Testo proposto:
==================================================

Egli vi battezzerà in Spirito Santo
e fuoco. 
Il Messia
porta lo Spirito Santo in misura sovrabbondante a coloro che sono disposti alla
penitenza; agli impedimenti invece porta la condanna, il fuoco della
perdizione. Il battesimo in Spirito e fuoco è un’immersione interiore, intima,
profonda, dell’amore di Dio che rende poi capace l’uomo di trasformare la
propria esistenza. Esso ha anche un riferimento al giudizio escatologico (si
veda il battesimo amministrato da Giovanni) con riferimento ad Ez 36,25ss.
Molto presto però questo testo è stato cristianizzato: per Luca il più forte è
Gesù Cristo e il riferimento al fuoco, più che all’escathon è riferito alla
Pentecoste. È interessante notare che questa espressione è ripresa
dall’evangelista nel testo degli Atti (1,5 e 11,16) e attribuita a Gesù stesso.

==================================================

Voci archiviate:
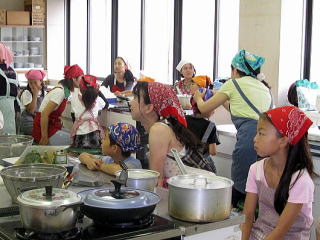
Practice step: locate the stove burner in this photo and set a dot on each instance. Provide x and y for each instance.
(137, 224)
(25, 234)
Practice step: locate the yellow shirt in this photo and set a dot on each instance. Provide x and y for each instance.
(256, 92)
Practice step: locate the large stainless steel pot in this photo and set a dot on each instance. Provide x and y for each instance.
(49, 210)
(141, 178)
(198, 198)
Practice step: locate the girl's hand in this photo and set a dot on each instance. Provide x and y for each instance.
(44, 141)
(198, 95)
(93, 164)
(35, 89)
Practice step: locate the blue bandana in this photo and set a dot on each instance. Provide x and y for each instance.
(126, 136)
(243, 58)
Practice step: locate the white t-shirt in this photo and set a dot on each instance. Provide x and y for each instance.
(56, 95)
(26, 98)
(78, 108)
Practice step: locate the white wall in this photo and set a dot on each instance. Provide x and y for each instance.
(10, 5)
(55, 39)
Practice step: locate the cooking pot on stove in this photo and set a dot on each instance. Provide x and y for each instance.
(198, 197)
(113, 205)
(49, 210)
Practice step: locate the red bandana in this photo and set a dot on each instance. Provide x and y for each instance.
(72, 71)
(290, 121)
(165, 102)
(87, 80)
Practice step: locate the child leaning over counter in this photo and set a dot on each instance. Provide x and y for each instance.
(120, 141)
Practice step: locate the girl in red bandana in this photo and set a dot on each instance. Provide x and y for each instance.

==================================================

Compiti da svolgere:
1. Puoi riscrivere come elenco numerato i record, partendo dalla riga che contiene "Practice step: locate the white t-shirt" e arrivando fino alla fine dei record, estremi compresi, senza le righe vuote?
2. Puoi continuare il testo sul battesimo in Spirito e fuoco dal punto in cui si interrompe?
Questi record non hanno alcun legame con il testo sul battesimo in Spirito e fuoco.

Risposte per compito:
1.
1. Practice step: locate the white t-shirt in this photo and set a dot on each instance. Provide x and y for each instance.
2. (56, 95)
3. (26, 98)
4. (78, 108)
5. Practice step: locate the white wall in this photo and set a dot on each instance. Provide x and y for each instance.
6. (10, 5)
7. (55, 39)
8. Practice step: locate the cooking pot on stove in this photo and set a dot on each instance. Provide x and y for each instance.
9. (198, 197)
10. (113, 205)
11. (49, 210)
12. Practice step: locate the red bandana in this photo and set a dot on each instance. Provide x and y for each instance.
13. (72, 71)
14. (290, 121)
15. (165, 102)
16. (87, 80)
17. Practice step: locate the child leaning over counter in this photo and set a dot on each instance. Provide x and y for each instance.
18. (120, 141)
19. Practice step: locate the girl in red bandana in this photo and set a dot on each instance. Provide x and y for each instance.

2.
Ma che cosa vuol dire in “Spirito Santo e fuoco”? Che rapporto c’è tra questi
due elementi, nei quali si compie il battesimo di Gesù? Qualcuno dice: il fuoco,
non è altro che il fuoco dello Spirito Santo, perché “lo Spirito Santo è sceso
sugli Apostoli sotto forma di lingue di fuoco” (At 2,3); quindi Spirito Santo e
fuoco non sono due cose diverse, sono il dono della forza che viene da Dio e il
segno di questa forza nell’immagine del fuoco. Le ipotesi però sono varie. Ma
possiamo chiudere il pensiero così: “Lo Spirito Santo allude alla forza
creatrice e rinnovatrice che il Messia riverserà sui credenti per renderli
uomini «nuovi». Il fuoco allude non solo alla purificazione che opererà il
Battesimo, così come si purifica l’oro nel crogiuolo, ma anche al suo
significato escatologico, di separazione definitiva tra bene e male.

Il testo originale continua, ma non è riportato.